Segment Start: TEXT PASSAGE
The plaintiffs here first sought to meet the test through direct proof of lost sales to favored purchasers. They devised, under court supervision, a “matching process,” which required extensive and lengthy discovery from, inter alia, favored purchasers, to identify such lost sales through “matched customers:”

[A] “matched customer” was one who filled a prescription for one of the specified drugs, or a common substitute, at one of the favored purchasers’ pharmacies within six months of the last time they filled that prescription at one of the twenty-eight plaintiff pharmacies.

Cash & Henderson, 799 F.3d at 207.

The result of this matching process, in the court’s view, established that plaintiffs had lost a “de minimis” amount of business to the favored purchasers that was too small to amount to a substantial lessening of competition. Id. at 208 (“the plaintiffs had lost a miniscule number of customers to favored purchasers”).  For example, the “number of transactions . . . represented only one quarter of one percent of the average number of such transactions of such pharmacies . . .” Id. (“no pharmacy lost more than around one percent of the total brand name prescription drug transactions conducted by the average independent pharmacy”).
Segment End: TEXT PASSAGE
Segment Start: DATASET EXCERPTS
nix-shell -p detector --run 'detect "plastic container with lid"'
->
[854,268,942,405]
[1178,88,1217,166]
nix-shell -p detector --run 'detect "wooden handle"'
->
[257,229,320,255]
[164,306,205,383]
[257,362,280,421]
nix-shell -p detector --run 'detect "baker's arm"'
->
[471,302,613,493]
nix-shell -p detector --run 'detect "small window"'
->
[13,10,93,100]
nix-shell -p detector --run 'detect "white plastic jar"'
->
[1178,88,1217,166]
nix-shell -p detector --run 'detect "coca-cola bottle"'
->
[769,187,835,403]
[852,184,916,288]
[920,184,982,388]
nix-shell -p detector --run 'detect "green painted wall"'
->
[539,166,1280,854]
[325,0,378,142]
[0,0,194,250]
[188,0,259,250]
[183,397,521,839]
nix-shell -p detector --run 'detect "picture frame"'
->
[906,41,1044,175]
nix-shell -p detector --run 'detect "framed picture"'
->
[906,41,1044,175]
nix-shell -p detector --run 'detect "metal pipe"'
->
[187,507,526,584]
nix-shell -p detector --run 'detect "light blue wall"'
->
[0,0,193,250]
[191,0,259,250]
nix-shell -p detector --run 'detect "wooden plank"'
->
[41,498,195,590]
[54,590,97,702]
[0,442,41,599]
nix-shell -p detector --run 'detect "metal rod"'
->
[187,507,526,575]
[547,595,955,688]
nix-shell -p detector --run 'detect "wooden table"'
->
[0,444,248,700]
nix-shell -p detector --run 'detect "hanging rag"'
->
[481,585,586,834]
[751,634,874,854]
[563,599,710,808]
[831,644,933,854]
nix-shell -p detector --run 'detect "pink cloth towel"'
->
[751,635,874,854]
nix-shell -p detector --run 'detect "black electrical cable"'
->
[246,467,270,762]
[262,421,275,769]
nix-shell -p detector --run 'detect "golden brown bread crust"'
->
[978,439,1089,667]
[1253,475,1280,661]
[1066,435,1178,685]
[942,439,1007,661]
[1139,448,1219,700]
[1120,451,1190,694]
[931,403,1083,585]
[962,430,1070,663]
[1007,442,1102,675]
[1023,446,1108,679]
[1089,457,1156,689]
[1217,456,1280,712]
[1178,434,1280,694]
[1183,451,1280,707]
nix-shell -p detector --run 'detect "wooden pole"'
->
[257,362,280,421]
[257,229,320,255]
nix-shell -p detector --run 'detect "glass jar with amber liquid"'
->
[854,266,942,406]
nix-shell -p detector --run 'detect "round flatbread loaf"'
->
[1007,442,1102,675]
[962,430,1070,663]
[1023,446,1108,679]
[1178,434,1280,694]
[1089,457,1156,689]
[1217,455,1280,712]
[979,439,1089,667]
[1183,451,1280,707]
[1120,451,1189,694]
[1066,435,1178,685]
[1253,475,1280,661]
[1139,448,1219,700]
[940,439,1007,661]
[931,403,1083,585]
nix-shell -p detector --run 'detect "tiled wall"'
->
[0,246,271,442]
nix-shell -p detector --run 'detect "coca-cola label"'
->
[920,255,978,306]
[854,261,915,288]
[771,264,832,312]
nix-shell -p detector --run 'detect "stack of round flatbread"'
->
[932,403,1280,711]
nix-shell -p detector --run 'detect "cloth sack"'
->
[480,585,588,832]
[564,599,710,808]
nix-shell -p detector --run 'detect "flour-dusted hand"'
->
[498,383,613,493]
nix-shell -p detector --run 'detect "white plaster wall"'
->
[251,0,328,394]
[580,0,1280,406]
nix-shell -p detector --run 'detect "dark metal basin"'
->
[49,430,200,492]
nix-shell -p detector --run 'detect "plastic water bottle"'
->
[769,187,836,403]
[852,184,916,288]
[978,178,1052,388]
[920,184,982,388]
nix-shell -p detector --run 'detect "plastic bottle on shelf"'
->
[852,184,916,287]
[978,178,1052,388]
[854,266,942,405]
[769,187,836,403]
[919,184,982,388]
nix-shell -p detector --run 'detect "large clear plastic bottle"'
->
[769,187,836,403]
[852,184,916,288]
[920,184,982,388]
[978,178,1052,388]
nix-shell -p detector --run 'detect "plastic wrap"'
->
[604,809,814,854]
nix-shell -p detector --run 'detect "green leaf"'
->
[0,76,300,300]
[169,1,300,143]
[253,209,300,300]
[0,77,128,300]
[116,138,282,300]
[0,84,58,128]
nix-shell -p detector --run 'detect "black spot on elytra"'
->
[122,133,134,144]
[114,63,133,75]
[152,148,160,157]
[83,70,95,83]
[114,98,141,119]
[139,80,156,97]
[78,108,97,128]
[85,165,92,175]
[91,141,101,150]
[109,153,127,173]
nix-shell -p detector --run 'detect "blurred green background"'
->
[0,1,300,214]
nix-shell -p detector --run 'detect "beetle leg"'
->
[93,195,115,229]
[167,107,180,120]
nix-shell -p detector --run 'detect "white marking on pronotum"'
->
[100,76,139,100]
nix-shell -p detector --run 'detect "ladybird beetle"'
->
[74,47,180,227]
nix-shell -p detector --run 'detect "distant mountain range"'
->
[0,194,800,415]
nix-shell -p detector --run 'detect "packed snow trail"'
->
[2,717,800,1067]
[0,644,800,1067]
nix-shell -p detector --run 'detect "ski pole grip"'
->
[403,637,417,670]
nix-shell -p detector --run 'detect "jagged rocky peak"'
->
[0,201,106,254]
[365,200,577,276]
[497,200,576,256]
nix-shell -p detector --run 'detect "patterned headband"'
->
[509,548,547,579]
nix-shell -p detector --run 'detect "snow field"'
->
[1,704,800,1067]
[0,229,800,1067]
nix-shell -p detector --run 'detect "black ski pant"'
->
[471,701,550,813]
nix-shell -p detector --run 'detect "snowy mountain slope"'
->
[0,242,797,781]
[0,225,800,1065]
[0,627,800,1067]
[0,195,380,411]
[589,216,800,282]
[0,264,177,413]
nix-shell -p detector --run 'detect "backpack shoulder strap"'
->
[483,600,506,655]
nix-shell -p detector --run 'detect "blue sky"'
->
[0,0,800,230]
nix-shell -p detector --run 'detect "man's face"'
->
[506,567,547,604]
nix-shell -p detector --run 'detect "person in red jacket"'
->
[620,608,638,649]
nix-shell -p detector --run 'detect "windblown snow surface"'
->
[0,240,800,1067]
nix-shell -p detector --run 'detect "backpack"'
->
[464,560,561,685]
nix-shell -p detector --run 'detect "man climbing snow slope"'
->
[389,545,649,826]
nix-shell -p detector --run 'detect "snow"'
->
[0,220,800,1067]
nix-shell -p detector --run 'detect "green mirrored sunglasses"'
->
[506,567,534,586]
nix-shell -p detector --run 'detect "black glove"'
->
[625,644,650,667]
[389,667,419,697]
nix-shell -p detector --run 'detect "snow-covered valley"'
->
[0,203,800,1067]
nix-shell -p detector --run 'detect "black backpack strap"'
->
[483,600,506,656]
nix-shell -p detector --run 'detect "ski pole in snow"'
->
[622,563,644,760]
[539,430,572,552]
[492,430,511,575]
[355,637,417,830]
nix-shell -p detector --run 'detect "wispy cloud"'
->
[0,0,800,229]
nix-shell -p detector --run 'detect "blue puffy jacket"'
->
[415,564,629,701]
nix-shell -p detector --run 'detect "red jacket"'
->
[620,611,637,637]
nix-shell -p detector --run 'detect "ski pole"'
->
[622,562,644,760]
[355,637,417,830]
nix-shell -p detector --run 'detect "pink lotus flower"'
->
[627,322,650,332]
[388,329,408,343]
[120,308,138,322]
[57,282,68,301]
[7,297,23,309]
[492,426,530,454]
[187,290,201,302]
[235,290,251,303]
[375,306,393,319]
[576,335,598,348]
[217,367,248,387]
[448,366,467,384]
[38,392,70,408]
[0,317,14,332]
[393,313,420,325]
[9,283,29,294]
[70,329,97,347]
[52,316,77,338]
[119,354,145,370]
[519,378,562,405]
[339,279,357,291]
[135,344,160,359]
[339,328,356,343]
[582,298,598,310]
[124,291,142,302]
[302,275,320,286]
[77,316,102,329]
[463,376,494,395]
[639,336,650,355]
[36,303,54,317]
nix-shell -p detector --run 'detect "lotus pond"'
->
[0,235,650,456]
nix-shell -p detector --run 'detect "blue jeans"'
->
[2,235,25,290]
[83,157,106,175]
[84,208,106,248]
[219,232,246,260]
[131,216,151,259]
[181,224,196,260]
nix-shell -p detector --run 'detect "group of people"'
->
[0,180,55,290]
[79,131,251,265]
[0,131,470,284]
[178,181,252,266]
Segment End: DATASET EXCERPTS
> [TASKS TO COMPLETE]
**a)** Reproduce verbatim everything in the passage on the pharmacies' lost-sales proof from "The plaintiffs here" down to "F.3d at 207.".
**b)** Write the next part of the legal discussion of the pharmacies' lost-sales evidence, beginning after its final sentence.

> [ANSWER LIST]
**a)**
The plaintiffs here first sought to meet the test through direct proof of lost sales to favored purchasers. They devised, under court supervision, a “matching process,” which required extensive and lengthy discovery from, inter alia, favored purchasers, to identify such lost sales through “matched customers:”

[A] “matched customer” was one who filled a prescription for one of the specified drugs, or a common substitute, at one of the favored purchasers’ pharmacies within six months of the last time they filled that prescription at one of the twenty-eight plaintiff pharmacies.

Cash & Henderson, 799 F.3d at 207.

**b)**
Plaintiffs also relied on the Morton Salt inference of injury because the record showed “substantial discounts over a considerable period and . . some evidence of diverted sales.” Cash & Henderson, at 212. The Second Circuit held that the proof adduced through the “matching process” rebutted the Morton Salt inference and resulting presumption of injury. Id.  Because the antitrust laws are intended to protect the competitive process, the Court reasoned, the presumption should not operate where the record shows that there is no threat that competition may be substantially lessened. Id. at 212-213.

The court declined plaintiffs’ invitation to read the Morton Salt inference expansively, such as plaintiffs’ assertion that the Morton Salt inference should be not be rebuttable where a plaintiff can show some lost sales, which the court rejected. Id. at 212.  The court stated instead that it construed the Robinson-Patman Act “consistently with the broader policies of the antitrust laws.” Cash & Henderson, 799 F.3d at 213 and at 209, quoting Volvo, 546 U.S. at 181, and Automatic Canteen Co. of Am. v. FTC, 346 U.S. 61, 63 (1953) (Frankfurter, J., for the majority:  the Robinson-Patman Act is not to be interpreted so that it “give[s] rise to a price uniformity and rigidity in open conflict with the purposes of other antitrust legislation”).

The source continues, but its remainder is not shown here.